Des scientifiques américains viennent de décrire un nouveau genre de serpent originaire du Mexique. L’unique spécimen connu de cette espèce a été trouvé dans le ventre d’un autre serpent, il y a plus de 42 ans.
Nul besoin d’arpenter le terrain pendant de longues heures pour découvrir de nouvelles espèces! Jonathan Campbell et ses collègues, des biologistes travaillant à l’université du Texas à Arlington, près de Dallas (Etats-Unis), ont en effet identifié une espèce de serpent inconnue.
Jusqu’ici, rien d’anormal. Là où l’histoire devient cocasse, c’est parce qu’ils ont trouvé ce nouveau reptile dans le ventre d’un autre serpent. Cenaspis aenigma, le nom donné à la nouvelle espèce, est directement tiré de l’anecdote. Il signifie le ‘mystérieux serpent-dîner’ en latin. Leurs résultats ont récemment été publiés dans le Journal of Herpetology.
Un spécimen pour le moment unique
L’histoire de cette étonnante découverte remonte à 1976, il y a 42 ans. Cette année-là, des cultivateurs de palmiers travaillent au cœur d’une forêt tropicale d’un plateau isolé de l’Etat de Chiapas, au sud du Mexique. Ils tombent nez à nez avec un serpent corail, un reptile très coloré possédant un puissant venin neurotoxique.
Ils le capturent et le donnent à des herpétologues, des spécialistes des serpents. Les chercheurs découvrent alors que le dernier repas de ce reptile n’est autre qu’un petit serpent mâle d’environ 25 centimètres. En l’examinant, les scientifiques s’aperçoivent qu’il ne correspond à aucune espèce connue. Pour en savoir plus, ils partent à la recherche d’autres spécimens semblables. Malgré une douzaine d’expéditions dans la région où le serpent avait été trouvé, jamais les recherches menées n’ont été fructueuses.

• DONNÉES CI-DESSOUS
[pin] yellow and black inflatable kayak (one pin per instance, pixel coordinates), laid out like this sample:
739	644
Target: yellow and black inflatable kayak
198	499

• EXERCICES
**1.** Répondez aux questions suivantes à partir de l'extrait sur le serpent découvert au Mexique.
(a) Dans quelle revue les résultats des chercheurs ont-ils été publiés ?
(b) En quelle année le serpent corail a-t-il été trouvé par des cultivateurs de palmiers ?
(c) Quelle était la longueur approximative du petit serpent mâle découvert dans le ventre du serpent corail ?
**2.** Reproduisez fidèlement le passage de l'extrait compris entre « Un spécimen pour » et « puissant venin neurotoxique. », bornes incluses.

• CORRIGÉ
**1.**
(a) Dans le Journal of Herpetology.
(b) En 1976.
(c) Environ 25 centimètres.

**2.**
Un spécimen pour le moment unique
L’histoire de cette étonnante découverte remonte à 1976, il y a 42 ans. Cette année-là, des cultivateurs de palmiers travaillent au cœur d’une forêt tropicale d’un plateau isolé de l’Etat de Chiapas, au sud du Mexique. Ils tombent nez à nez avec un serpent corail, un reptile très coloré possédant un puissant venin neurotoxique.